• SHORT TASK 1
Please return, line for line, everything in the entries below from the line containing "Target: car grille" down to the last line of the entries, with both ends included.

• DOCUMENT EXCERPT
---------------
1.2.1.4 TRIG SYMBOL ON/OFF
In most of the Yt (time base) modes the readout
displays a trigger point symbol which will not be
displayed in condition OFF.
1.2.1.5 DC REF ON/OFF
If ON is selected and Yt (time base) mode is present,
the readout displays a ground symbol (⊥). This symbol
eases the evaluation and determination of DC
contents by indicating the 0 Volt reference position.
1.2.1.6 INPUT Z ON/OFF
In ON condition the TRIG.EXT. socket serves as an
unblanking input.
1.2.1.7 MEAN VALUE ON/OFF
The mean value display is activated in the readout if
ON is selected and cursor line measurement is
switched off. For further information please note
section “Mean Value Display”.
1.2.2 FACTORY
Attention!
Submenus are available only for HAMEG authorized
service workshops
First Time Operation
The following text assumes that the ”SAFETY”section of
this manual has been read carefully and understood.
---------------
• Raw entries
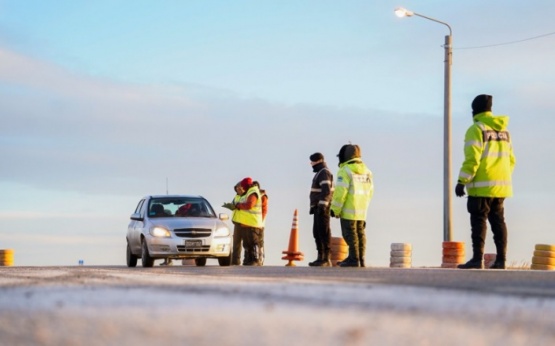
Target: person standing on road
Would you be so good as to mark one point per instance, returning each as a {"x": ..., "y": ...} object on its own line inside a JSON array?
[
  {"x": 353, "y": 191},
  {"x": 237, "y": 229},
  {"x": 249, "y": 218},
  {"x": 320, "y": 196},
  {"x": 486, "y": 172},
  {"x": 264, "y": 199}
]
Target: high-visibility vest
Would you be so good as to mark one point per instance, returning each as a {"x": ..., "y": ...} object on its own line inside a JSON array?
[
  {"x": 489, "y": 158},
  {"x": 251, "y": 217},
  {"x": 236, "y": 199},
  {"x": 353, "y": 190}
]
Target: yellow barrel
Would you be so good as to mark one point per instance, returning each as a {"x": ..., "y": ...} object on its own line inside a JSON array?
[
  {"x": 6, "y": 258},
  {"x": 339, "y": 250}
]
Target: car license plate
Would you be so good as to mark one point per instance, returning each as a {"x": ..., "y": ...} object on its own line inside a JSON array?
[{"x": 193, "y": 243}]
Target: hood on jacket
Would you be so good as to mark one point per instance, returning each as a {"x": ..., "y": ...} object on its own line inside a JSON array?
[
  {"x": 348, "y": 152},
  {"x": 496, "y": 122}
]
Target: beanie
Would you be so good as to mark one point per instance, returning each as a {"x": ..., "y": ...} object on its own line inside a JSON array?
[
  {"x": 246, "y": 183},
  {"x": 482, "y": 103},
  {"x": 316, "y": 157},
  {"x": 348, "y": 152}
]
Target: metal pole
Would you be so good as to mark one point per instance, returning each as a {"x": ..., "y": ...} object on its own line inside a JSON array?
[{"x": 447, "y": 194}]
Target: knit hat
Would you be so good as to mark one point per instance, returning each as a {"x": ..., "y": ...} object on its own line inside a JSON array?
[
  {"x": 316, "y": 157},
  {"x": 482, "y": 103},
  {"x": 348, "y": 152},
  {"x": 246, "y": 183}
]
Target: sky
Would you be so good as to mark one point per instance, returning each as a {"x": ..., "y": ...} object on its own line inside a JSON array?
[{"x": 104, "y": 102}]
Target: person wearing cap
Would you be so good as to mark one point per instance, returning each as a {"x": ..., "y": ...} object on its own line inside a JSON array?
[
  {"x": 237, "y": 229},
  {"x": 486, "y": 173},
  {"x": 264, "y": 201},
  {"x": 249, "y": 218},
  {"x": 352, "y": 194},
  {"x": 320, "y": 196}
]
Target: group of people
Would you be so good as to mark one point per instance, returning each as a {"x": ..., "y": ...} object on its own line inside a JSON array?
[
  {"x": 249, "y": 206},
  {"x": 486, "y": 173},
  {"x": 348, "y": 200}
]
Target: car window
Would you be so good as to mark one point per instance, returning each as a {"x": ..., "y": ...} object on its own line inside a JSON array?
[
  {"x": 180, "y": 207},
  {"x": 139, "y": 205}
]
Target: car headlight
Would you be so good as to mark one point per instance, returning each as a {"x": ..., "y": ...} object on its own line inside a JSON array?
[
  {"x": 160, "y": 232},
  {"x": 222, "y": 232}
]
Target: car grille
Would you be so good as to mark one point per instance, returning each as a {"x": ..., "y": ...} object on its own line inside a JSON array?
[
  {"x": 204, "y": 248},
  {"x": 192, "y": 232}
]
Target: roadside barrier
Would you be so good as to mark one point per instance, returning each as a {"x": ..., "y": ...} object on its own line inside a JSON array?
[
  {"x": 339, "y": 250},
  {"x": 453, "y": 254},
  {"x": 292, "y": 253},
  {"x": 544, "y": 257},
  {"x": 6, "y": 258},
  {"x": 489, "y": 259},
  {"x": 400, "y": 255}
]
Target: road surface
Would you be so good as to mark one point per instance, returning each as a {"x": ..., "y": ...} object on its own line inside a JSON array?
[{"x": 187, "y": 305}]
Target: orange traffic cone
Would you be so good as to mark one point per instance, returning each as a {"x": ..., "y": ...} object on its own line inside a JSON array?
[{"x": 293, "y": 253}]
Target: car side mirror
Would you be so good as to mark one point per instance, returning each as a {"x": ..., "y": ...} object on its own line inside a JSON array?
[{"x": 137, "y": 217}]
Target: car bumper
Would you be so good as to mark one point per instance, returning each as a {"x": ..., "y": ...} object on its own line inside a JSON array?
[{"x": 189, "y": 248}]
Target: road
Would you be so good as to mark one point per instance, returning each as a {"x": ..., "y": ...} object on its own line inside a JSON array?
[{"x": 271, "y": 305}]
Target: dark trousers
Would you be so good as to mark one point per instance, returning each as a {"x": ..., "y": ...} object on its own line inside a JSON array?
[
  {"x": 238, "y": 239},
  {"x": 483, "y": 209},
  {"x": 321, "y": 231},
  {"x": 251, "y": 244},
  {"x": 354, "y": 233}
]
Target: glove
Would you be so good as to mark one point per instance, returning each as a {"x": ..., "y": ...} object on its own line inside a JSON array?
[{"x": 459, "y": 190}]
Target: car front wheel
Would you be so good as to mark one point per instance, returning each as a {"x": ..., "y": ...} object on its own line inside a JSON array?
---------------
• SHORT TASK 2
Retype the full manual excerpt above word for word.

• REPLY 1
Target: car grille
Would you be so good as to mark one point per instance, returning each as a {"x": ..., "y": ...} object on its own line inside a JSON array?
[
  {"x": 204, "y": 248},
  {"x": 192, "y": 232}
]
Target: roadside barrier
Would you be so good as to mark one point per instance, returning each as a {"x": ..., "y": ...} object on its own line inside a JSON array?
[
  {"x": 339, "y": 250},
  {"x": 453, "y": 254},
  {"x": 292, "y": 253},
  {"x": 544, "y": 257},
  {"x": 6, "y": 258},
  {"x": 489, "y": 259},
  {"x": 400, "y": 255}
]
Target: road surface
Would you be so good as to mark one point per instance, returning each as a {"x": ..., "y": ...} object on its own line inside a JSON array?
[{"x": 187, "y": 305}]
Target: orange traffic cone
Would you be so good as to mark one point per instance, returning each as a {"x": ..., "y": ...} object on its own line inside a JSON array?
[{"x": 293, "y": 253}]
Target: car side mirror
Would you be so good as to mark one point per instance, returning each as a {"x": ..., "y": ...} object on its own line inside a JSON array?
[{"x": 137, "y": 217}]
Target: car bumper
Would you be so good as to mark one point per instance, returning each as a {"x": ..., "y": ...} object on its own line inside a JSON array?
[{"x": 189, "y": 248}]
Target: road
Would you be so good as to mark one point per instance, returning each as a {"x": ..., "y": ...} object on its own line inside a JSON array?
[{"x": 271, "y": 305}]
Target: dark trousers
Would you be so good as to mark one point per instance, returning each as a {"x": ..., "y": ...} object on its own line inside a JSON array?
[
  {"x": 238, "y": 239},
  {"x": 483, "y": 209},
  {"x": 321, "y": 231},
  {"x": 251, "y": 244},
  {"x": 354, "y": 233}
]
Target: glove
Would you be so good as to mark one point per instance, returning each as a {"x": ..., "y": ...} object on its own line inside a JSON array?
[{"x": 459, "y": 190}]
Target: car front wheel
Would you be so good as to mark one point per instance, returning each as a {"x": ..., "y": ...} object on its own line inside a JSON array?

• REPLY 2
1.2.1.4 TRIG SYMBOL ON/OFF
In most of the Yt (time base) modes the readout
displays a trigger point symbol which will not be
displayed in condition OFF.
1.2.1.5 DC REF ON/OFF
If ON is selected and Yt (time base) mode is present,
the readout displays a ground symbol (⊥). This symbol
eases the evaluation and determination of DC
contents by indicating the 0 Volt reference position.
1.2.1.6 INPUT Z ON/OFF
In ON condition the TRIG.EXT. socket serves as an
unblanking input.
1.2.1.7 MEAN VALUE ON/OFF
The mean value display is activated in the readout if
ON is selected and cursor line measurement is
switched off. For further information please note
section “Mean Value Display”.
1.2.2 FACTORY
Attention!
Submenus are available only for HAMEG authorized
service workshops
First Time Operation
The following text assumes that the ”SAFETY”section of
this manual has been read carefully and understood.